Document segment –
_ _ _

The present invention is applicable to a storage well that includes
the tubing 22 and a storage well that does not have a string of
tubing installed inside the casing. The tubing extends from the
wellhead tree 15 down to near the bottom of the cavern body 14. The
casing 16, tubing 22 and liner 21 extend through the layer of
caprock 19. A liquid such as brine 24 is pumped into the cavern 10
and settles below a liquid 26 because the brine 24 is more dense
than the liquid 26. The liquid 26 can be a hydrocarbon liquid such
as crude oil. When brine is pumped down the tubing 22 from the
surface, it serves to lift the liquid 26 upward through an annulus
28, which is a region between the casing 16 and tubing 22, and
ultimately to exit the well at the surface through a flow line 32.
There may be a gas/liquid interface 30 between the liquid 26 and a
gas 52 in the annulus 28 and this interface can extend down into
the chimney 12 and cavern body 14. A liquid/liquid interface 31 is
located between the liquid 26 and the more dense brine 24.
The storage cavern 10 may have multiple casings positioned
concentric about the tubing 22. Typically, the outer casings extend
less deep into the earth formation than the innermost casing, such
as casing 16.

_ _ _

Recorded information –
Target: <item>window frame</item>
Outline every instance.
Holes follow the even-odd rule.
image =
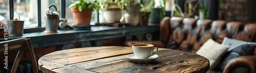
[[[66,15],[66,0],[59,0],[60,1],[60,18],[65,18]],[[14,1],[12,0],[9,1],[9,19],[10,20],[13,20],[14,17]],[[24,29],[24,33],[32,33],[36,32],[42,32],[45,30],[44,27],[42,27],[41,23],[41,0],[37,0],[37,26],[36,27],[27,28]],[[98,14],[98,13],[97,13]],[[96,14],[95,16],[97,17],[97,21],[98,20],[98,14]]]

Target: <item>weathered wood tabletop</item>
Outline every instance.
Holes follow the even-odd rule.
[[[41,57],[44,72],[206,72],[208,59],[194,53],[159,48],[159,57],[151,62],[137,63],[127,58],[132,47],[101,46],[56,51]]]

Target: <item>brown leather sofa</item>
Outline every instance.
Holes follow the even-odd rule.
[[[256,42],[256,23],[238,21],[197,20],[193,18],[165,17],[160,24],[159,40],[152,41],[155,46],[196,53],[208,39],[221,43],[225,37],[250,42]],[[125,46],[139,43],[126,41]],[[256,48],[254,55],[234,59],[225,66],[223,72],[232,72],[242,67],[256,72]]]

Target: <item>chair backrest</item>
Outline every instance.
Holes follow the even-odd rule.
[[[4,55],[1,56],[0,60],[7,60],[4,61],[2,60],[0,63],[2,63],[2,62],[3,62],[3,63],[13,62],[13,65],[11,72],[16,72],[18,63],[26,48],[28,48],[29,52],[33,72],[39,72],[38,64],[35,59],[34,50],[30,39],[23,38],[0,42],[0,54],[4,54]],[[16,57],[11,56],[13,56],[13,55],[15,54],[17,54]],[[7,66],[8,65],[10,66],[10,65],[7,65]]]

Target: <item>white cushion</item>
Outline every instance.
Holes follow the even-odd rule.
[[[210,61],[209,70],[213,69],[220,62],[221,58],[226,52],[228,46],[221,45],[211,39],[208,39],[196,54],[203,56]]]

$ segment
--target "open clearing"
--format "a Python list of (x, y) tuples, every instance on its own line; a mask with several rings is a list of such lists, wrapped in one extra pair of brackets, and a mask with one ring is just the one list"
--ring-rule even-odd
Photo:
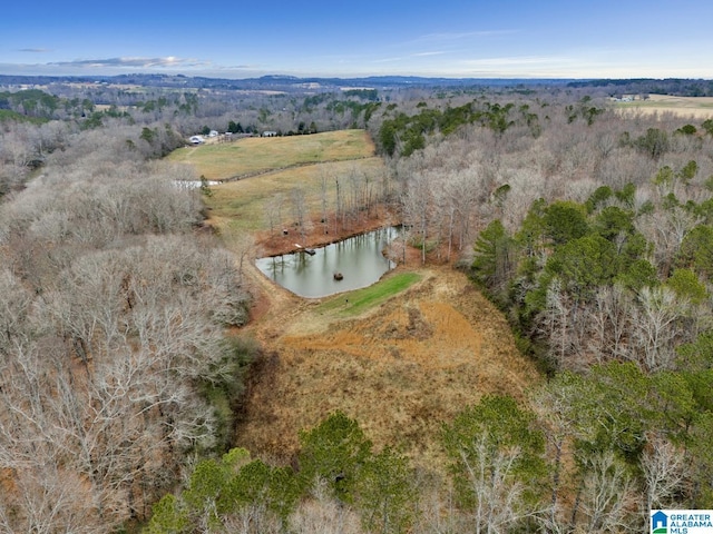
[(184, 147), (169, 161), (193, 165), (198, 176), (226, 180), (296, 165), (354, 160), (374, 155), (364, 130), (340, 130), (309, 136), (246, 137), (229, 142)]
[[(294, 239), (268, 235), (264, 209), (282, 192), (289, 214), (295, 187), (305, 192), (314, 221), (304, 245), (344, 237), (321, 231), (321, 177), (326, 174), (348, 182), (354, 175), (378, 180), (385, 174), (363, 131), (331, 135), (359, 142), (344, 141), (332, 158), (339, 161), (329, 164), (303, 165), (314, 157), (310, 150), (319, 136), (323, 148), (339, 145), (330, 141), (330, 134), (286, 138), (290, 148), (285, 145), (280, 157), (266, 156), (265, 146), (281, 139), (255, 139), (240, 169), (223, 160), (221, 176), (212, 178), (262, 169), (260, 175), (212, 187), (213, 196), (206, 198), (207, 222), (218, 228), (226, 246), (237, 247), (240, 236), (250, 233), (256, 244), (253, 254), (285, 251)], [(312, 156), (301, 152), (300, 141)], [(345, 157), (348, 146), (354, 159)], [(322, 154), (330, 152), (324, 148)], [(205, 161), (194, 160), (204, 175)], [(282, 170), (270, 171), (271, 165)], [(351, 231), (397, 222), (388, 217), (385, 210), (374, 209), (362, 228)], [(521, 398), (541, 379), (517, 350), (505, 318), (465, 274), (447, 265), (423, 267), (418, 250), (412, 253), (406, 265), (375, 286), (323, 299), (300, 298), (246, 263), (245, 276), (256, 300), (242, 333), (257, 339), (263, 354), (248, 377), (236, 446), (290, 462), (299, 431), (341, 409), (359, 421), (377, 447), (398, 446), (417, 465), (428, 467), (442, 461), (438, 435), (443, 422), (486, 393)]]
[(647, 100), (617, 102), (616, 107), (626, 112), (674, 113), (678, 117), (705, 120), (713, 118), (713, 97), (671, 97), (651, 95)]
[[(265, 354), (248, 383), (236, 445), (290, 462), (299, 431), (341, 409), (377, 447), (397, 446), (428, 468), (443, 461), (443, 422), (486, 393), (522, 398), (539, 383), (505, 318), (462, 273), (416, 265), (399, 269), (420, 281), (353, 318), (341, 318), (350, 294), (332, 297), (330, 309), (257, 275), (267, 309), (246, 333)], [(384, 283), (390, 276), (398, 274)]]

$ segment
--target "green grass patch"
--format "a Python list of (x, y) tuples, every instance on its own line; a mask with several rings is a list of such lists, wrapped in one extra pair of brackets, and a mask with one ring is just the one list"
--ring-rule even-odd
[(373, 308), (390, 297), (408, 289), (421, 279), (418, 273), (399, 273), (388, 276), (363, 289), (354, 289), (349, 293), (341, 293), (316, 306), (316, 312), (321, 314), (334, 314), (341, 316), (356, 316)]
[[(309, 137), (309, 136), (307, 136)], [(322, 206), (322, 178), (326, 178), (328, 210), (335, 209), (335, 179), (339, 178), (344, 190), (349, 191), (350, 176), (368, 176), (380, 187), (384, 175), (384, 164), (379, 157), (359, 160), (335, 161), (329, 164), (294, 167), (286, 170), (254, 176), (243, 180), (228, 181), (211, 187), (212, 196), (204, 197), (209, 208), (213, 225), (222, 233), (256, 231), (268, 229), (266, 212), (270, 204), (281, 198), (280, 216), (275, 220), (276, 231), (294, 222), (293, 190), (304, 194), (309, 218), (319, 217)]]
[(166, 159), (192, 165), (211, 180), (266, 172), (297, 165), (374, 156), (364, 130), (338, 130), (290, 137), (248, 137), (174, 150)]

_ _ _

Do this –
Quote everything from "There may be" down to "as casing 16." in the storage cavern passage.

Result for this exercise –
There may be a gas/liquid interface 30 between the liquid 26 and a
gas 52 in the annulus 28 and this interface can extend down into
the chimney 12 and cavern body 14. A liquid/liquid interface 31 is
located between the liquid 26 and the more dense brine 24.
The storage cavern 10 may have multiple casings positioned
concentric about the tubing 22. Typically, the outer casings extend
less deep into the earth formation than the innermost casing, such
as casing 16.